## [Text under study]
An alternative term recently developed describing the new research approach is humanistic environmental studies, which endeavor to draw inspiration and energy from the history of literature, philosophy, religion, and the arts in order to confront deeply concerning environmental issues today. In Lawrence Buells words, For technological breakthroughs, legislative reforms, and paper covenants about environmental welfare to take effect, or even to be generated in the first place, requires a climate of transformed environmental values, perception, and will. To that end the power of story, image, and artistic performance and the resources of aesthetics, ethics, and cultural theory are crucial.
As Karen Thornber now underscores, Ideally, humanistic environmental studies not only draws on the expertise of individual humanists, social scientists, and others engaged in interdisciplinary work across world areas but also brings together scholars from across the humanities, social sciences, and related fieldsfrom anthropology, architecture, art history, economics, ethics, history, history of science/medicine, literature, philosophy, psychology, religion, sociology, urban planning, and adjacent fields. This issue can and must also be addressed by incorporating past perspectives, such as from the Middle Ages, as I will elaborate further below.

## [Aim of the task]
Decide whether each statement agrees with the passage on humanistic environmental studies, answering yes or no and quoting the words of the passage that settle it: (a) the approach draws on the history of literature, philosophy, religion, and the arts to confront present environmental issues; (b) the passage holds that technological breakthroughs can take effect without any change in environmental values; (c) the passage rules out past perspectives such as those from the Middle Ages.

## [Extracted material]

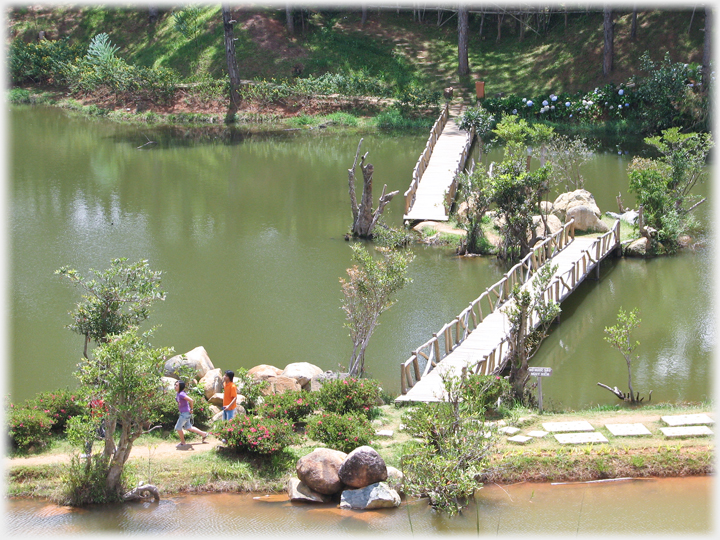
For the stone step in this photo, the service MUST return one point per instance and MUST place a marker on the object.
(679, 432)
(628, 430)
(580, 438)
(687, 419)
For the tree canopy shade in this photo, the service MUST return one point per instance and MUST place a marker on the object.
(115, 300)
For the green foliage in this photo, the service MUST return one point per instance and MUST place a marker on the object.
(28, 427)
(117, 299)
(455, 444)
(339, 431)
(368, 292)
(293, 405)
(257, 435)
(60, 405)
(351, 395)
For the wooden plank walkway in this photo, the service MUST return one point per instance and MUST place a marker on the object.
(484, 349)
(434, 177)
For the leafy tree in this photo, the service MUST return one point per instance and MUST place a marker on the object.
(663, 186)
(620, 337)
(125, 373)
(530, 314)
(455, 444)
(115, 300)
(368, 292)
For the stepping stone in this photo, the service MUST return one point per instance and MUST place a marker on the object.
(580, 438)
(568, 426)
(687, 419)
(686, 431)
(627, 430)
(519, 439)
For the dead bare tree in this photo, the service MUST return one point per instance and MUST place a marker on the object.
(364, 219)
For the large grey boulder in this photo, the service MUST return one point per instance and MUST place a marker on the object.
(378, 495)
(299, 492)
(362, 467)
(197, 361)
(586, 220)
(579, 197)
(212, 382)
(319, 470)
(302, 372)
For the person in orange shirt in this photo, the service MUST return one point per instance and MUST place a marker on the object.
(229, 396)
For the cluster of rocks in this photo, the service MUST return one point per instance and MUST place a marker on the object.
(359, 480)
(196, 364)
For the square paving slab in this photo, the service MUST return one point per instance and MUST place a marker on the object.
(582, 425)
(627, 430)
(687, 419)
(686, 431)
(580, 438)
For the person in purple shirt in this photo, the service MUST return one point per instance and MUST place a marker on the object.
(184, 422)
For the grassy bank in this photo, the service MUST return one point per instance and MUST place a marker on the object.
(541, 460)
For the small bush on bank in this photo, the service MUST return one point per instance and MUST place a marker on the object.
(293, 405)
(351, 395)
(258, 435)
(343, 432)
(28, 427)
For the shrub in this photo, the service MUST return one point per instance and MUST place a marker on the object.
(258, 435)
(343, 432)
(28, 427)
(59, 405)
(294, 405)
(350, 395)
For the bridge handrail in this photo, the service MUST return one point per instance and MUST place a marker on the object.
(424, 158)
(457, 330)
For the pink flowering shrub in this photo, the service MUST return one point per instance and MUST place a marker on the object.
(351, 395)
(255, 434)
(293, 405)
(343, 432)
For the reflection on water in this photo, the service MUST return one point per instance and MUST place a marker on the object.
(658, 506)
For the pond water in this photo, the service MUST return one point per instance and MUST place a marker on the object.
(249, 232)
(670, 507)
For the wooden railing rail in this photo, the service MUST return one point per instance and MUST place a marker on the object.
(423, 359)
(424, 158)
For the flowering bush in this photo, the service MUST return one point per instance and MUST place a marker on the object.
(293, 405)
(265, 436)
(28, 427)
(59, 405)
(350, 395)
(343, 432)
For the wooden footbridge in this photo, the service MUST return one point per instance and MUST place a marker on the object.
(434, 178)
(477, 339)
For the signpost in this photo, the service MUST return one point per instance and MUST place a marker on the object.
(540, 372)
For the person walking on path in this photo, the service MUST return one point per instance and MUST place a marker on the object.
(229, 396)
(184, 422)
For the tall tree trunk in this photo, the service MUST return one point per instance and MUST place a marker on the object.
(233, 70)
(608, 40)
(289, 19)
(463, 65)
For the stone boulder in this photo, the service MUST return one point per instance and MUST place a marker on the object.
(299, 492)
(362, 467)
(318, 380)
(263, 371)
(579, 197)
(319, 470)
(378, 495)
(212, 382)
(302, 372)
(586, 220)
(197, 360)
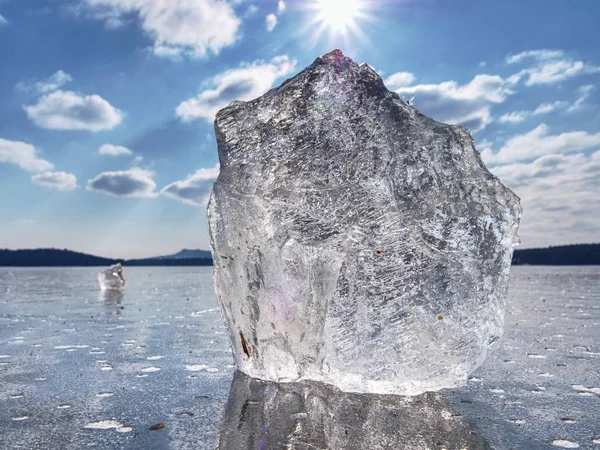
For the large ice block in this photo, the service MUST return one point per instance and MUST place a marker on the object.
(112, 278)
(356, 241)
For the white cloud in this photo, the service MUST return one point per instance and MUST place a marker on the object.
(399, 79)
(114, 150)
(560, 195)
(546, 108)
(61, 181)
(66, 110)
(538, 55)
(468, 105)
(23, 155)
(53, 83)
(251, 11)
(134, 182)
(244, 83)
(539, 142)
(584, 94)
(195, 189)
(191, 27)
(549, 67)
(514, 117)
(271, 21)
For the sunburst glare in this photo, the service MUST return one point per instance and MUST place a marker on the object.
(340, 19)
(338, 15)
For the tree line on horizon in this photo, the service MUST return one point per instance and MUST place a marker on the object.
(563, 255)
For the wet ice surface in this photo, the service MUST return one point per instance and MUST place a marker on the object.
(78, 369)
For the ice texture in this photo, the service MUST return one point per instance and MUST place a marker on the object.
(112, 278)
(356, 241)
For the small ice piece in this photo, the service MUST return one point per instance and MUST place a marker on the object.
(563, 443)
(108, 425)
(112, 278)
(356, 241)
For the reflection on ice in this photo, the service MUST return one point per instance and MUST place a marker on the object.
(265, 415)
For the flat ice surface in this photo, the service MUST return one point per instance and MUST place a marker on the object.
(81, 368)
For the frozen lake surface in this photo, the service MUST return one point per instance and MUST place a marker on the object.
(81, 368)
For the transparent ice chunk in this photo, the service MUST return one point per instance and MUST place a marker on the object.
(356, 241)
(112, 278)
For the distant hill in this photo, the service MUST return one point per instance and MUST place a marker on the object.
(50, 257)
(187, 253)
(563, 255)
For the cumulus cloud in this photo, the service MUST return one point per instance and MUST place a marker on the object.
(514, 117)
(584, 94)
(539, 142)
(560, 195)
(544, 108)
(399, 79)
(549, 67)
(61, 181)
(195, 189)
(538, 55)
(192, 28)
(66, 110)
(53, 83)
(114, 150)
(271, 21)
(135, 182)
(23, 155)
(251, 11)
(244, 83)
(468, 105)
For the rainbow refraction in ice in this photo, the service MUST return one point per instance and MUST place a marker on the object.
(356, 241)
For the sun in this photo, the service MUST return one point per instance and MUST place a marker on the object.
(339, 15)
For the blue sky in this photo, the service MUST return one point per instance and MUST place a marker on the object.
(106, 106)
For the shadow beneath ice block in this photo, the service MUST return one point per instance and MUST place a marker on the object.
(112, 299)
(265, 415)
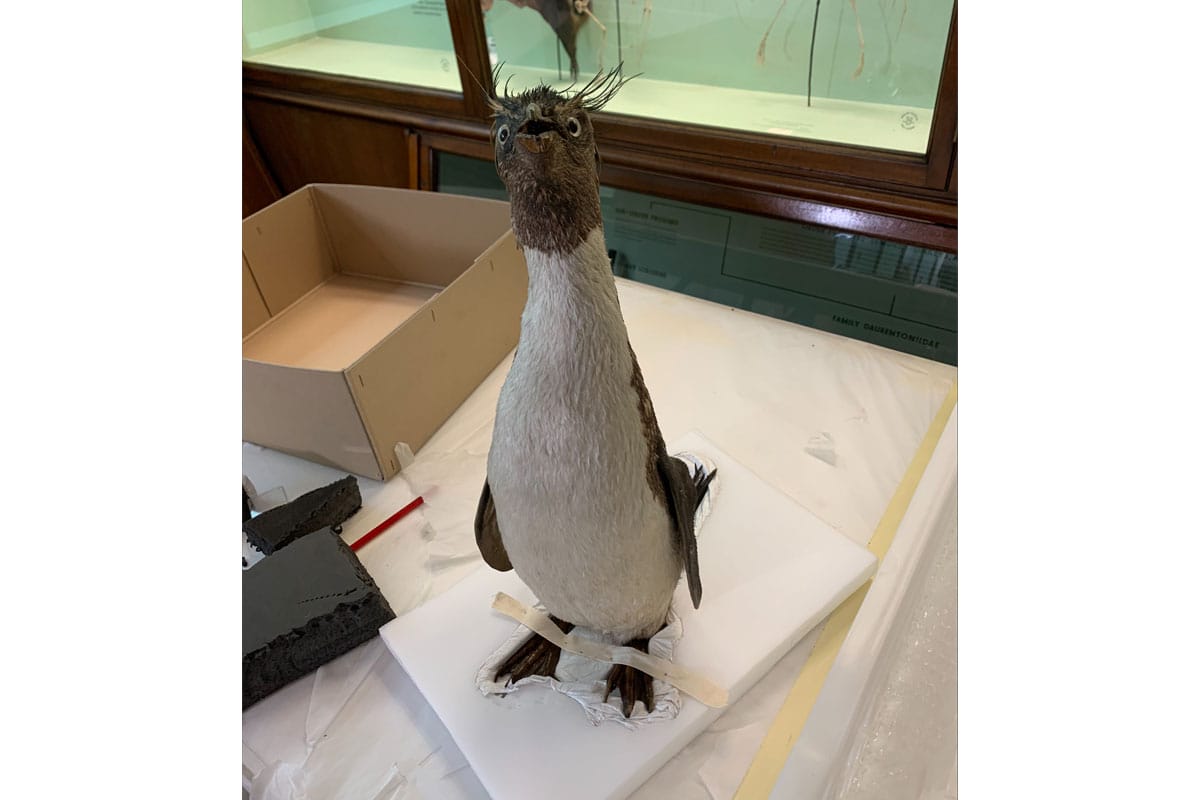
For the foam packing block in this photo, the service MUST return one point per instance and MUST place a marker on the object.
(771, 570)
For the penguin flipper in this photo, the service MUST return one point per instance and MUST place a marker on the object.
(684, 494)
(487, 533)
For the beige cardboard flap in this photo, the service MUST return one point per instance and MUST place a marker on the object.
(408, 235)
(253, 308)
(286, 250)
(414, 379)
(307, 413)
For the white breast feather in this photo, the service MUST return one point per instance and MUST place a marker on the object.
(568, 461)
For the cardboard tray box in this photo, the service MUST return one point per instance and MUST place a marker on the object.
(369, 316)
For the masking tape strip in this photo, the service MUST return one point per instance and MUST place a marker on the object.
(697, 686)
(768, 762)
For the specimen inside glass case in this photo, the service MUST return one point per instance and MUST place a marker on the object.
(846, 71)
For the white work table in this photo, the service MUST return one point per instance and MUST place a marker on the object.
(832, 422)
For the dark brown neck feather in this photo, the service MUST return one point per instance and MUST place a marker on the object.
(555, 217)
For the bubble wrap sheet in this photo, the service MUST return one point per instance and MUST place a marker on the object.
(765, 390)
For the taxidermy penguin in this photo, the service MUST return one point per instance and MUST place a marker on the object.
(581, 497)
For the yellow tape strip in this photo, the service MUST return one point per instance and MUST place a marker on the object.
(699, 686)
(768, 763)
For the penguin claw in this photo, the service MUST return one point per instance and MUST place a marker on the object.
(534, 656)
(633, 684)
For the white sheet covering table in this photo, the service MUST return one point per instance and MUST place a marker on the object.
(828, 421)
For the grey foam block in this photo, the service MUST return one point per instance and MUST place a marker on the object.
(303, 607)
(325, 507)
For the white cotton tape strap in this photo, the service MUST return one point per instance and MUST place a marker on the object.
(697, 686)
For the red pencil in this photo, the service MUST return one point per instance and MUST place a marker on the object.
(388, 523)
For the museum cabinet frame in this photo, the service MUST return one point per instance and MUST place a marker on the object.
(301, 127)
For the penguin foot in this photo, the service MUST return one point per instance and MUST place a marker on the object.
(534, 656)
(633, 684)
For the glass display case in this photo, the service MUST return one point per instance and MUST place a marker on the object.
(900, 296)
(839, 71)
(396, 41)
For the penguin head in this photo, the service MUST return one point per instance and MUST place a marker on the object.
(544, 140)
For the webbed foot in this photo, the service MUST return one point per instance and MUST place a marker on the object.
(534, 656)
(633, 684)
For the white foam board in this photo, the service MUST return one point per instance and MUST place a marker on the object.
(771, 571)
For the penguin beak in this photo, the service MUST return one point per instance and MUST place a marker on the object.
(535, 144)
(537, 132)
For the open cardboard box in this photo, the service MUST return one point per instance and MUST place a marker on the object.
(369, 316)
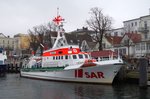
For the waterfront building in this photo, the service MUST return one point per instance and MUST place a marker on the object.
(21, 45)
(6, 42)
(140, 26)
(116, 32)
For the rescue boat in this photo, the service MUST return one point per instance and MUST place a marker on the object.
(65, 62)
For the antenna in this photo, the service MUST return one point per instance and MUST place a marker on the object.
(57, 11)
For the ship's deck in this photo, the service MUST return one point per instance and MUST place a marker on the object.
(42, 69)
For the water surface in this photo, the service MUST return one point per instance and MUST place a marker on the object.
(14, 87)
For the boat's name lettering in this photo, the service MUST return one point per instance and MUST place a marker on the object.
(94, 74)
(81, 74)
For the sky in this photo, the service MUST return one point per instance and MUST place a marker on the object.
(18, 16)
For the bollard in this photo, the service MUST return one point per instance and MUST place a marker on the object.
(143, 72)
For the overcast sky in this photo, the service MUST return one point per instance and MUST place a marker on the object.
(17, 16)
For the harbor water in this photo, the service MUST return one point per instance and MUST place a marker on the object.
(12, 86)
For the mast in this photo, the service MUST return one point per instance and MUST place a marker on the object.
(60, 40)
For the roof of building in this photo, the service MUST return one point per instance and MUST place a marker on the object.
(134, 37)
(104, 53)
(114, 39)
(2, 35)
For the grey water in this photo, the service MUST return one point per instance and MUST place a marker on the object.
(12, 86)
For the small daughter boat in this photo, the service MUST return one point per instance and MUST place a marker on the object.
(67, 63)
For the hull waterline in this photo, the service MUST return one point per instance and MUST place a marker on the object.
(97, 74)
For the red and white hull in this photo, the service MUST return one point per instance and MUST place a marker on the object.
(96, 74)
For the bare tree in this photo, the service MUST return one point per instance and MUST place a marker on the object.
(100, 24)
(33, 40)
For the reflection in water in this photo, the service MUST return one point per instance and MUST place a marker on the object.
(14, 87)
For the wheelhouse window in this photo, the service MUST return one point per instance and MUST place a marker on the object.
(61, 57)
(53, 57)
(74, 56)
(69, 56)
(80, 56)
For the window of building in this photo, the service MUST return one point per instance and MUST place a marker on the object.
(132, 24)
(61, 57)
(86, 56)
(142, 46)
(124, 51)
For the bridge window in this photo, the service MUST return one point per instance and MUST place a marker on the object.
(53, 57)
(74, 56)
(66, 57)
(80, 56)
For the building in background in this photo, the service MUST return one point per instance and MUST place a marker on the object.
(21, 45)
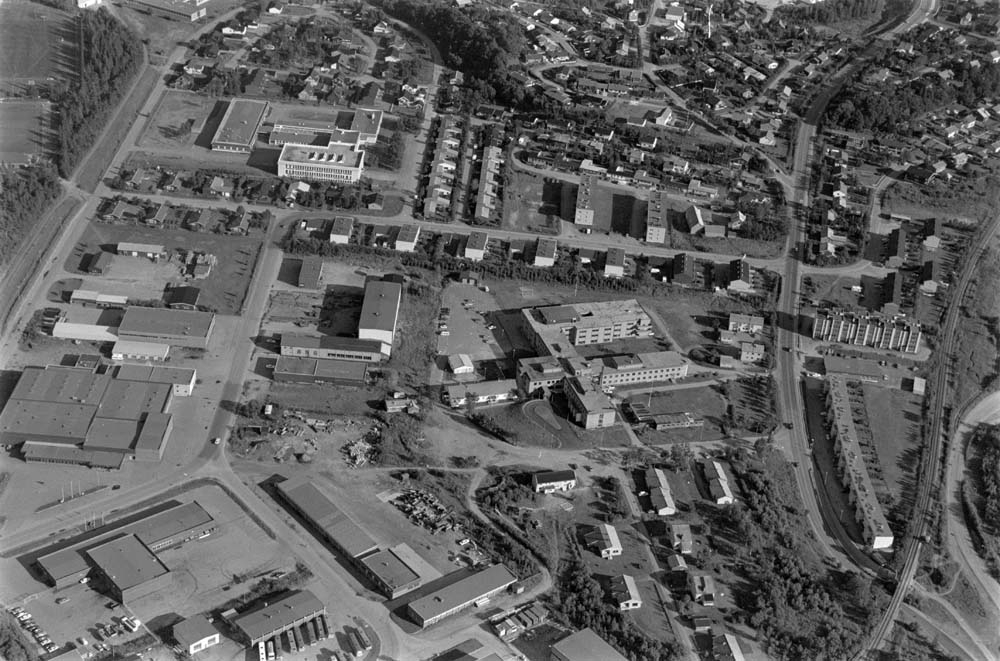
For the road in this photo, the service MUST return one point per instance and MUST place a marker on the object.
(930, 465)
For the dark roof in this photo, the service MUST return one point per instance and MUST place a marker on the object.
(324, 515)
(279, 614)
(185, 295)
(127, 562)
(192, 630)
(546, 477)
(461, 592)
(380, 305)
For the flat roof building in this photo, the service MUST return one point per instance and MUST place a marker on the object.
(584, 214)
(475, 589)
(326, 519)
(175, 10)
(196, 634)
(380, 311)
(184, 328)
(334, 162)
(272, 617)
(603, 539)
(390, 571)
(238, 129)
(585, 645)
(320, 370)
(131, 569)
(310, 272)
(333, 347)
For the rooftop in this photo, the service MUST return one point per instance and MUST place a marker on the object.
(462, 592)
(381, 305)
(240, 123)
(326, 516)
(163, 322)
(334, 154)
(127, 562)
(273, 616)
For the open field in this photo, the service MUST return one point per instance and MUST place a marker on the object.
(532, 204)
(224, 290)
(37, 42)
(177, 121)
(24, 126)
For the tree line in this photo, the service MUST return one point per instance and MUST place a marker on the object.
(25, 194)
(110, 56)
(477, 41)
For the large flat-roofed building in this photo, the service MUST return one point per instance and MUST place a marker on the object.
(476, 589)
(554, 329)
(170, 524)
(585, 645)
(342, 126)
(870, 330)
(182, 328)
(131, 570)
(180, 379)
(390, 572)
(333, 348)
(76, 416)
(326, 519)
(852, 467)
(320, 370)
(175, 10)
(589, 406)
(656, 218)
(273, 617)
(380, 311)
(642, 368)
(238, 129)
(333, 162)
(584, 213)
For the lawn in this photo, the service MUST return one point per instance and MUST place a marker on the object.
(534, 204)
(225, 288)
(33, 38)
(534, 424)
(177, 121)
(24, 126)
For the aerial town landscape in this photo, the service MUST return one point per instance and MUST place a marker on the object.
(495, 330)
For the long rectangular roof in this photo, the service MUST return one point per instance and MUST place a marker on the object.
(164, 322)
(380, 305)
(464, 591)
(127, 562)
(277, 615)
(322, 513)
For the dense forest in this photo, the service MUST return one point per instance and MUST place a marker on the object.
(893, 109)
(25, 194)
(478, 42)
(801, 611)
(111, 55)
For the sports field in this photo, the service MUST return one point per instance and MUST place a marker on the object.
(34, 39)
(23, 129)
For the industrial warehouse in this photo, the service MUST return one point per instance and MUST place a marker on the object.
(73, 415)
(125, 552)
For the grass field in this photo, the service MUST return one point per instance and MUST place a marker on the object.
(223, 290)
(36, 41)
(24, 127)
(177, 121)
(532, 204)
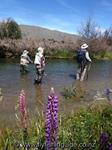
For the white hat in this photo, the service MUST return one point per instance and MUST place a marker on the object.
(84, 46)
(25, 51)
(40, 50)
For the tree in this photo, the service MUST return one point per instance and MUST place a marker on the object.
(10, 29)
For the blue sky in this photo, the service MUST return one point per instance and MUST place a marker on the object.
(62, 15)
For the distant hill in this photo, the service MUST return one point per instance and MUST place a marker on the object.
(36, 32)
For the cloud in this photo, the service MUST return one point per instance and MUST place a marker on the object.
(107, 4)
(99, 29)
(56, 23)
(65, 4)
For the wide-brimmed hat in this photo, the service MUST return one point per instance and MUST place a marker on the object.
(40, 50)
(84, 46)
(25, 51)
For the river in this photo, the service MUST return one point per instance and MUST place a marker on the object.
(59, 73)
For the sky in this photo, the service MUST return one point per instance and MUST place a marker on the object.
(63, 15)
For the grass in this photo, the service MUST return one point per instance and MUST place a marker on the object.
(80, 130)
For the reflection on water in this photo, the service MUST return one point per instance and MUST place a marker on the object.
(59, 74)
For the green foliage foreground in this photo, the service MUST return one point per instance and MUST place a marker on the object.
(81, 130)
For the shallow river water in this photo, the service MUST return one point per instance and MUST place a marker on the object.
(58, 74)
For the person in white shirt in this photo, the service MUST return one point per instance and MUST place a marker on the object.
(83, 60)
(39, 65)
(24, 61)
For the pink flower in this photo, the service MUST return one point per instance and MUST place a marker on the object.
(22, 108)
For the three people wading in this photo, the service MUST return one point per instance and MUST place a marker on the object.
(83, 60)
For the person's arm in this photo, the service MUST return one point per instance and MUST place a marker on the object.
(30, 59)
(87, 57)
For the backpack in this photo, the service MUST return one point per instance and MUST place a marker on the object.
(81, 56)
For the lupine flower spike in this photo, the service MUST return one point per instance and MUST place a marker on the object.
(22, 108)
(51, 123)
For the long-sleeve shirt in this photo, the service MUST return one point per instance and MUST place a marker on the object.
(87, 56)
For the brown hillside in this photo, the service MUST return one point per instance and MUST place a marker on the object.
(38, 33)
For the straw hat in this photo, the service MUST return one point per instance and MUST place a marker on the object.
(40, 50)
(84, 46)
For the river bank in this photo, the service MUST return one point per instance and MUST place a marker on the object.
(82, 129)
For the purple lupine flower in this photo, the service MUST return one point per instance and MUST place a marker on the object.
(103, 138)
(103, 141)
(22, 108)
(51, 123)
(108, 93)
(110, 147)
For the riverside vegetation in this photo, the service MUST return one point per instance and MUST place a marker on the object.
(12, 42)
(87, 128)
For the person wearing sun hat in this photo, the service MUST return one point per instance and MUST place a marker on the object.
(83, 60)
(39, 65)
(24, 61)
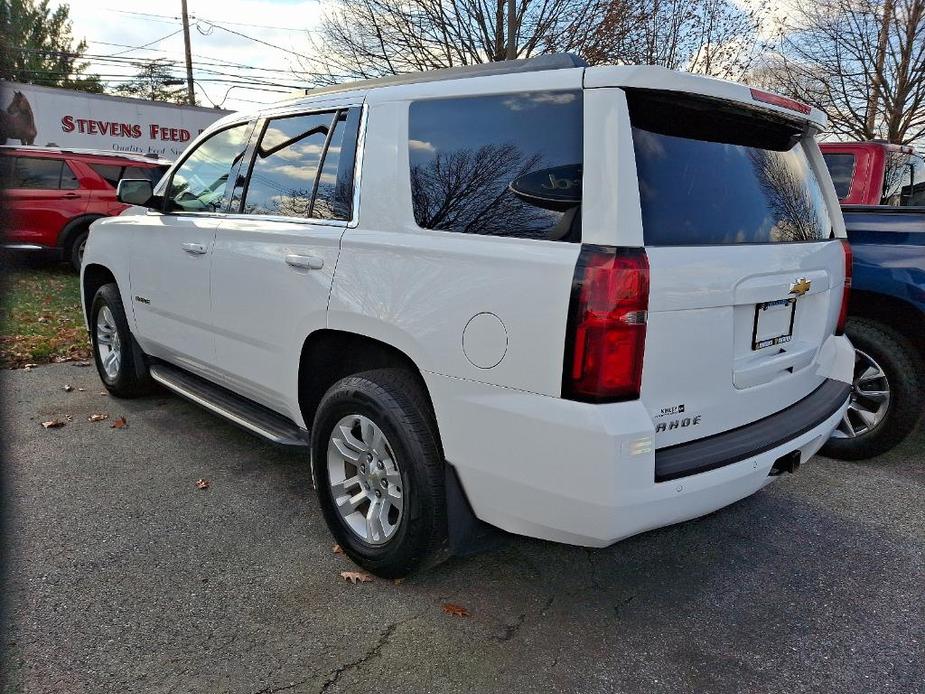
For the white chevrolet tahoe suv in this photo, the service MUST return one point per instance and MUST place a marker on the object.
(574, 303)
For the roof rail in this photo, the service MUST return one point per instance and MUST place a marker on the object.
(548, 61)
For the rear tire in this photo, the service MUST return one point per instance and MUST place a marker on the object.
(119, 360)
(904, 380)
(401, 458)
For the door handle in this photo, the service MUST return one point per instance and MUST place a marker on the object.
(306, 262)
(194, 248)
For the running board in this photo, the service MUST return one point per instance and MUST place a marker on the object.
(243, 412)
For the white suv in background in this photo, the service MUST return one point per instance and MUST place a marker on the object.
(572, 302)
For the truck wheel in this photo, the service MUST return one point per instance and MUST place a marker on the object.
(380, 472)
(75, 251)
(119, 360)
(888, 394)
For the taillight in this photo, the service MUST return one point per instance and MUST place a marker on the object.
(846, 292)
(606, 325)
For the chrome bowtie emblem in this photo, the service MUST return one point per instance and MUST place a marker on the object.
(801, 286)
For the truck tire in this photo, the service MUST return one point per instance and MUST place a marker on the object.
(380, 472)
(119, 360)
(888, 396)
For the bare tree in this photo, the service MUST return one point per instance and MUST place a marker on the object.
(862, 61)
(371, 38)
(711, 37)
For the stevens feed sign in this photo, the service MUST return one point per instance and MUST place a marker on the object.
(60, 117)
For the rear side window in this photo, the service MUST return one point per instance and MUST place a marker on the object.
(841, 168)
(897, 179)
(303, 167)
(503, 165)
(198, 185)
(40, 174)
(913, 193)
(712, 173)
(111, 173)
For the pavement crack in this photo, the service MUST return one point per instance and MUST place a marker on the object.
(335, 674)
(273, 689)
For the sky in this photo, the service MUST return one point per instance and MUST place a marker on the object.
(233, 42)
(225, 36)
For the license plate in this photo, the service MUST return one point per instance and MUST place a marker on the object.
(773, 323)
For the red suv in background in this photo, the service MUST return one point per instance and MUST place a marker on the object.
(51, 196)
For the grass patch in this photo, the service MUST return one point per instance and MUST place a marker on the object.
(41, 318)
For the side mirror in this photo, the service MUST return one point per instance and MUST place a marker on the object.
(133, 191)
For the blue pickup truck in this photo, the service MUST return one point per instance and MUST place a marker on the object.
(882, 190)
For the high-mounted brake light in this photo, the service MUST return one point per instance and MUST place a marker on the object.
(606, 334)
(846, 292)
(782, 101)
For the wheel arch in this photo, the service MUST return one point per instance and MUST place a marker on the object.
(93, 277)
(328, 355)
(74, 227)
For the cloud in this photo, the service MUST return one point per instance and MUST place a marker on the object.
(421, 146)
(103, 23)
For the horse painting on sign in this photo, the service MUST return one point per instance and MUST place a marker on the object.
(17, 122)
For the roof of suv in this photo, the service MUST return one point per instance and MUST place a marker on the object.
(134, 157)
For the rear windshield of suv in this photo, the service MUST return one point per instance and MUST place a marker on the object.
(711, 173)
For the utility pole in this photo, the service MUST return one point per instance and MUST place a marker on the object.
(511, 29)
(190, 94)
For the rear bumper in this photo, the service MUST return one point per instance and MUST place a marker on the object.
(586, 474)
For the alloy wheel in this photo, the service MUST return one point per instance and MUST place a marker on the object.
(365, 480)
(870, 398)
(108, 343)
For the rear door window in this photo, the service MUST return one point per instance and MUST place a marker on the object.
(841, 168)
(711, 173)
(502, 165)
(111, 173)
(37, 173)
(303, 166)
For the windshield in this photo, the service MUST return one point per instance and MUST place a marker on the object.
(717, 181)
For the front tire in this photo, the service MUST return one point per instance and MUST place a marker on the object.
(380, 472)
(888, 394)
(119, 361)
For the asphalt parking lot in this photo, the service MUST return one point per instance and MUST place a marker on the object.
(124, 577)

## [Written response]
(a) Yes: "draw inspiration and energy from the history of literature, philosophy, religion, and the arts in order to confront deeply concerning environmental issues today"
(b) No: "requires a climate of transformed environmental values, perception, and will"
(c) No: "This issue can and must also be addressed by incorporating past perspectives, such as from the Middle Ages"